**Exercise objective**
Give the entries below again, word for word, and leave out the images.

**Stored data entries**
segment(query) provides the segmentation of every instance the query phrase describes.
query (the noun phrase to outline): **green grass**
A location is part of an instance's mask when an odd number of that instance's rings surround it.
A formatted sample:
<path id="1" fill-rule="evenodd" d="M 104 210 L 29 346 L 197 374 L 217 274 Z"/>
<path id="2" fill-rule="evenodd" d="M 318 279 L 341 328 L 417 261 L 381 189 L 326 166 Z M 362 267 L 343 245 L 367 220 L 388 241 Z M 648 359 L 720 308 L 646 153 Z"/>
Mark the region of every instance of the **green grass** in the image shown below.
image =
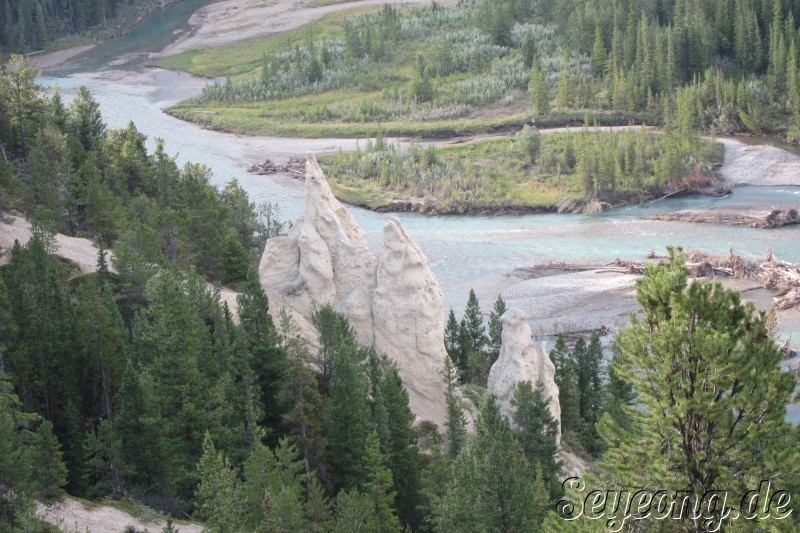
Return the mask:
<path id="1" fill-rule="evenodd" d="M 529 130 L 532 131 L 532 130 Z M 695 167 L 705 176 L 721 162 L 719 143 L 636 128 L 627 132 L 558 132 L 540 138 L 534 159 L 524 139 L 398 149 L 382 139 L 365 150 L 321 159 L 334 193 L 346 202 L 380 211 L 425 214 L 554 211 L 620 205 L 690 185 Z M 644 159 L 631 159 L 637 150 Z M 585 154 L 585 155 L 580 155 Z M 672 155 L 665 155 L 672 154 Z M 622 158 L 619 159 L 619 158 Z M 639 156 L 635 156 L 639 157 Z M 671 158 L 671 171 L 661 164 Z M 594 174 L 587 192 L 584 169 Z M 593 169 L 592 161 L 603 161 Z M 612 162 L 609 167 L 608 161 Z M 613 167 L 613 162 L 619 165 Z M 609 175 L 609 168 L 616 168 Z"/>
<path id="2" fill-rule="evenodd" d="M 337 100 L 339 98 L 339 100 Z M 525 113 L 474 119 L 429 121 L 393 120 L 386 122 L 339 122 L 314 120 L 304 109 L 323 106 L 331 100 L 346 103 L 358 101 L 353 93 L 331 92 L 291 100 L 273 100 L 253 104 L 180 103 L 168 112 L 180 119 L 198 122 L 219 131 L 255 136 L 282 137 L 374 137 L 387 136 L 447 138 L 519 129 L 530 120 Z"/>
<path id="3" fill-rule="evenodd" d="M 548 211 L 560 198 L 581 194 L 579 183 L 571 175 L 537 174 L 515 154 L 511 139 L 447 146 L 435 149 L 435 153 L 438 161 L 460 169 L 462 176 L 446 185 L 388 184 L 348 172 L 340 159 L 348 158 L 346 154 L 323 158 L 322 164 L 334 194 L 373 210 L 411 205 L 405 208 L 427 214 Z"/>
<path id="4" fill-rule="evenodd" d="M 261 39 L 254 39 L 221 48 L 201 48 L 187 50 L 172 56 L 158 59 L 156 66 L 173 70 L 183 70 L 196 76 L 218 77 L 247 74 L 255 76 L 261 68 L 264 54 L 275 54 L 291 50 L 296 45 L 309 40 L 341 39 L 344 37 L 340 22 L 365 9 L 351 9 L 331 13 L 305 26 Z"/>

**Task answer**
segment(query) provides the segmentation of every instance the query phrase describes.
query (the noun phrase to outline): **green grass**
A location is part of an instance's mask when an odd number of that instance's rings surround it.
A formatted sample:
<path id="1" fill-rule="evenodd" d="M 104 210 L 29 346 L 197 374 L 217 274 Z"/>
<path id="2" fill-rule="evenodd" d="M 318 279 L 341 328 L 417 261 L 381 189 L 326 166 Z M 362 267 L 343 245 L 367 220 L 388 241 Z M 648 359 L 720 308 L 646 153 Z"/>
Mark the region of every instance of the **green grass** in the image shown below.
image =
Return the mask:
<path id="1" fill-rule="evenodd" d="M 529 130 L 532 131 L 532 130 Z M 695 167 L 705 176 L 721 162 L 719 143 L 636 128 L 627 132 L 558 132 L 540 138 L 534 159 L 524 139 L 398 149 L 382 139 L 365 150 L 321 159 L 334 193 L 346 202 L 380 211 L 425 214 L 554 211 L 620 205 L 690 185 Z M 644 159 L 631 159 L 637 150 Z M 585 154 L 585 155 L 580 155 Z M 672 155 L 665 155 L 672 154 Z M 622 158 L 619 159 L 619 158 Z M 639 156 L 635 156 L 639 157 Z M 671 158 L 671 171 L 661 164 Z M 594 174 L 587 192 L 584 169 Z M 593 169 L 592 161 L 603 161 Z M 612 162 L 609 167 L 608 161 Z M 613 167 L 613 162 L 619 165 Z M 609 175 L 609 168 L 616 168 Z"/>
<path id="2" fill-rule="evenodd" d="M 337 100 L 339 98 L 339 100 Z M 525 113 L 474 119 L 429 121 L 393 120 L 386 122 L 339 122 L 314 120 L 304 109 L 323 106 L 331 100 L 346 103 L 358 101 L 353 93 L 331 92 L 291 100 L 273 100 L 253 104 L 180 103 L 168 112 L 180 119 L 198 122 L 219 131 L 255 136 L 282 137 L 374 137 L 387 136 L 447 138 L 519 129 L 530 120 Z"/>
<path id="3" fill-rule="evenodd" d="M 548 211 L 560 198 L 581 194 L 579 183 L 571 175 L 537 174 L 515 154 L 511 139 L 447 146 L 435 149 L 435 153 L 438 161 L 460 169 L 462 176 L 446 185 L 388 184 L 348 172 L 340 159 L 348 158 L 346 154 L 323 158 L 322 164 L 334 194 L 373 210 L 411 205 L 405 208 L 427 214 Z"/>
<path id="4" fill-rule="evenodd" d="M 261 39 L 254 39 L 221 48 L 201 48 L 187 50 L 172 56 L 158 59 L 156 66 L 173 70 L 183 70 L 196 76 L 218 77 L 247 74 L 255 76 L 261 68 L 264 54 L 275 54 L 291 50 L 296 45 L 309 40 L 341 39 L 344 37 L 340 22 L 365 9 L 351 9 L 331 13 L 305 26 Z"/>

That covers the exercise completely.